WHAT NEEDS TO BE DONE
Pick out and copy every line in the rows below that contains the word "concrete". Case counts.

ENTRIES PROVIDED
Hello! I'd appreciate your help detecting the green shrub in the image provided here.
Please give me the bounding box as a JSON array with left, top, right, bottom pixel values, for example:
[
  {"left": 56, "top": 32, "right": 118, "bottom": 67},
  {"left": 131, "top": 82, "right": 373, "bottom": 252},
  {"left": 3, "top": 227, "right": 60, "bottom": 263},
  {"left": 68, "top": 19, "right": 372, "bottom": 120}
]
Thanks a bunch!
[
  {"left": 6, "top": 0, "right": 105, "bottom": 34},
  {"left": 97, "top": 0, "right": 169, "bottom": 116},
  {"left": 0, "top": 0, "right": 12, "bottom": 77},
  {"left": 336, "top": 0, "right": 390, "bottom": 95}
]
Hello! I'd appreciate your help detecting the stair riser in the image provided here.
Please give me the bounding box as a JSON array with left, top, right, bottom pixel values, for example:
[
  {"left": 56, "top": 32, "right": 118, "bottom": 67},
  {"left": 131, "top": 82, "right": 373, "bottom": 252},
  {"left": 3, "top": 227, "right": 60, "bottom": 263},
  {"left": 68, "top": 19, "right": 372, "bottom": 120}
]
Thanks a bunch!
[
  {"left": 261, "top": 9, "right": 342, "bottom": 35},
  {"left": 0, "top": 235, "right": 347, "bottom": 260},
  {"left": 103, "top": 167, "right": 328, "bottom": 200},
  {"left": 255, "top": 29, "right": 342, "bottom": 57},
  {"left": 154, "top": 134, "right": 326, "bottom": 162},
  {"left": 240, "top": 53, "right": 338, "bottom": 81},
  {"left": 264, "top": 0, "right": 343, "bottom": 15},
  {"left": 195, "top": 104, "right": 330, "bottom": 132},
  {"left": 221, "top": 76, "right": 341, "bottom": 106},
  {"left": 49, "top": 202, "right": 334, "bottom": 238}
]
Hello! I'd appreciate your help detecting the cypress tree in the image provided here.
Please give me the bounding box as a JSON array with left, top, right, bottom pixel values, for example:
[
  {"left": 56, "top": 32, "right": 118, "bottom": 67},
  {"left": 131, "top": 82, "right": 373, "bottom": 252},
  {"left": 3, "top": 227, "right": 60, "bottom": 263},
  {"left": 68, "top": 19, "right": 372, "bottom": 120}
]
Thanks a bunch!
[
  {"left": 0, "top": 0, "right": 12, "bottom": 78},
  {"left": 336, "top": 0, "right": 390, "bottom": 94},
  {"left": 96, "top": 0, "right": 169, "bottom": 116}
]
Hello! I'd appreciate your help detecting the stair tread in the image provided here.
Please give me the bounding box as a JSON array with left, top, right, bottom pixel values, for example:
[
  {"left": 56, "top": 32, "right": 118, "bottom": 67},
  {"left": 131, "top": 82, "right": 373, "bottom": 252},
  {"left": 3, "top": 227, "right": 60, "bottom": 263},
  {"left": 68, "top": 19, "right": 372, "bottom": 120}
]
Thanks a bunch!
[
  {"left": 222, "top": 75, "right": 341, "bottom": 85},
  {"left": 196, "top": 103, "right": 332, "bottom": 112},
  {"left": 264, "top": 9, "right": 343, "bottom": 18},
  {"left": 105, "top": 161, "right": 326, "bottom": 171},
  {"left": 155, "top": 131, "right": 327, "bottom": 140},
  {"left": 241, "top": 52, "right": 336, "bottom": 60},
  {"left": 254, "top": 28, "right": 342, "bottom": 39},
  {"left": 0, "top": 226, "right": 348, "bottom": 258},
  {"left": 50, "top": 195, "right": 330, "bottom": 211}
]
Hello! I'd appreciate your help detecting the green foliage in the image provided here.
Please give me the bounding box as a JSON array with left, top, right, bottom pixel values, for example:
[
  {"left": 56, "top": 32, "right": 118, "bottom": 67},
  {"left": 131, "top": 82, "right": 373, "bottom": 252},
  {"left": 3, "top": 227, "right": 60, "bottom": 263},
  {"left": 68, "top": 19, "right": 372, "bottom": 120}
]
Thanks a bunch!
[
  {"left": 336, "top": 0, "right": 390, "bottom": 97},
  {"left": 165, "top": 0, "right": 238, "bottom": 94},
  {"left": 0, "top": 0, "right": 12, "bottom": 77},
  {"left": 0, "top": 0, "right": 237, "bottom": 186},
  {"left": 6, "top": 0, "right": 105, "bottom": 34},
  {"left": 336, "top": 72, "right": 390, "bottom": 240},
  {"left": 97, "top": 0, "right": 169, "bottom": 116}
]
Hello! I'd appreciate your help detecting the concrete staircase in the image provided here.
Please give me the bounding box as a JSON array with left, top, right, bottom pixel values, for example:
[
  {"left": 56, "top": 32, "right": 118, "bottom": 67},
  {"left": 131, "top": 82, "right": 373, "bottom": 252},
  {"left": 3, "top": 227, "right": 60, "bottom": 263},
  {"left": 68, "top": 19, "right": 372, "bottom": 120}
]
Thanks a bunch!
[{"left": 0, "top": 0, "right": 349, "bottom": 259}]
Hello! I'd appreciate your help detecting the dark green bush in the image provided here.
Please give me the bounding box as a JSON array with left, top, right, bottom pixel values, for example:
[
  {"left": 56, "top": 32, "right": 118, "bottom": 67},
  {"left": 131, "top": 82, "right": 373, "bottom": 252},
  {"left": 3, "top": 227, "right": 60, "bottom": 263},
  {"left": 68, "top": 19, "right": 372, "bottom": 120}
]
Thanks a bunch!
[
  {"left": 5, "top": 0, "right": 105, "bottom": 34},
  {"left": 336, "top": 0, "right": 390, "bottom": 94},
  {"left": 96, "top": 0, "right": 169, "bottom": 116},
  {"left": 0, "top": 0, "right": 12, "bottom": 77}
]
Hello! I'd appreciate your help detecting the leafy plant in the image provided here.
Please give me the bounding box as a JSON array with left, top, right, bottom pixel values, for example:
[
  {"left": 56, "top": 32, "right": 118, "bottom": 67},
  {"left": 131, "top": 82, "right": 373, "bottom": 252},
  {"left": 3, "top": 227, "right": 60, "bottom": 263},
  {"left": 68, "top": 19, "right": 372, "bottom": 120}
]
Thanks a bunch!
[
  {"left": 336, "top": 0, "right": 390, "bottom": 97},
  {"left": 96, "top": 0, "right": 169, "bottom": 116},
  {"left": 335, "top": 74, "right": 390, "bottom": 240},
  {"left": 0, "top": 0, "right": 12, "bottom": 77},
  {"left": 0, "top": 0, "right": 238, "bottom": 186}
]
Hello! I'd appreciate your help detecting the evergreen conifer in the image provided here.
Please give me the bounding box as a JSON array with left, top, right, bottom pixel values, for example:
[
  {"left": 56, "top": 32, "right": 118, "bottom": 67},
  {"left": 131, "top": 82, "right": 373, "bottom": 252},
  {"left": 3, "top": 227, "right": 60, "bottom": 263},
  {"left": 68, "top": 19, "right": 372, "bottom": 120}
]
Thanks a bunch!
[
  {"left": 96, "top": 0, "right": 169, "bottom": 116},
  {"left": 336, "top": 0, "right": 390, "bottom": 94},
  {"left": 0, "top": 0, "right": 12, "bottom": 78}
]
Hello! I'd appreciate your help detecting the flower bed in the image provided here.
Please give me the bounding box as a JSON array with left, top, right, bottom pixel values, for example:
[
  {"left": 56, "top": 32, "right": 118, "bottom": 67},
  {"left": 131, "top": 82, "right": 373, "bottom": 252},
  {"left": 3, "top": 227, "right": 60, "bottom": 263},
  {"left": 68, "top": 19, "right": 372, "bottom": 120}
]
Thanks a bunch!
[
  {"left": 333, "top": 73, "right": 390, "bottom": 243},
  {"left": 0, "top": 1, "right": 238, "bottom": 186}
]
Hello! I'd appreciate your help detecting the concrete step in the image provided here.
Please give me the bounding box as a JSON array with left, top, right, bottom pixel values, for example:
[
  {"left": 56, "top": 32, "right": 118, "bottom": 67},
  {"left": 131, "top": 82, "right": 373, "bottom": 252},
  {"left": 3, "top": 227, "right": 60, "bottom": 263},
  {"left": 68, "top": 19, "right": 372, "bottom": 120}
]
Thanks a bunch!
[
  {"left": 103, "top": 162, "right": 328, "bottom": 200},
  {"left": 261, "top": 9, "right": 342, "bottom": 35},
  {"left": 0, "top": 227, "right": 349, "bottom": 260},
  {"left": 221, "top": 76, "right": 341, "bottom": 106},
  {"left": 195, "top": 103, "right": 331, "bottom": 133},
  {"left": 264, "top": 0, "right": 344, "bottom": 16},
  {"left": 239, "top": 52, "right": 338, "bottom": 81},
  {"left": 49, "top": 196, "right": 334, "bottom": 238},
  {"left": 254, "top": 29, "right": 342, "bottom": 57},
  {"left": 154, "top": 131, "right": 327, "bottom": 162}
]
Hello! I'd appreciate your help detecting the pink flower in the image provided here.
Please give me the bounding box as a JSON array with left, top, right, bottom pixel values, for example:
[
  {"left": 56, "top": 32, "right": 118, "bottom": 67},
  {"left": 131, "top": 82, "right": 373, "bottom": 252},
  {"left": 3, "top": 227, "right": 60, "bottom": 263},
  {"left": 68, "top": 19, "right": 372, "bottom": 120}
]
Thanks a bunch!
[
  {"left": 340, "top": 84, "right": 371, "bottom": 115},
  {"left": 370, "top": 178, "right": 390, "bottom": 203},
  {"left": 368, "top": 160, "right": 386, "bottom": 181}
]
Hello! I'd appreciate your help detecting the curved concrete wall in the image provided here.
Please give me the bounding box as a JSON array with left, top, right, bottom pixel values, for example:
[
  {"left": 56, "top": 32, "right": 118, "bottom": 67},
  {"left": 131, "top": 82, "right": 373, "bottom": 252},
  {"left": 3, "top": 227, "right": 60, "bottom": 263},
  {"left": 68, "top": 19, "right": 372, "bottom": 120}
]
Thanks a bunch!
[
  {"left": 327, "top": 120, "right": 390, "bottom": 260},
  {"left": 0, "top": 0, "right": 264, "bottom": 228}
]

THE ANSWER
Hello! I'd appreciate your help detecting the concrete staircase in the image provided here.
Hello! I'd appreciate your help detecting the concrete step in the image provided here.
Hello! I'd appreciate your help detecting the curved concrete wall in the image provided here.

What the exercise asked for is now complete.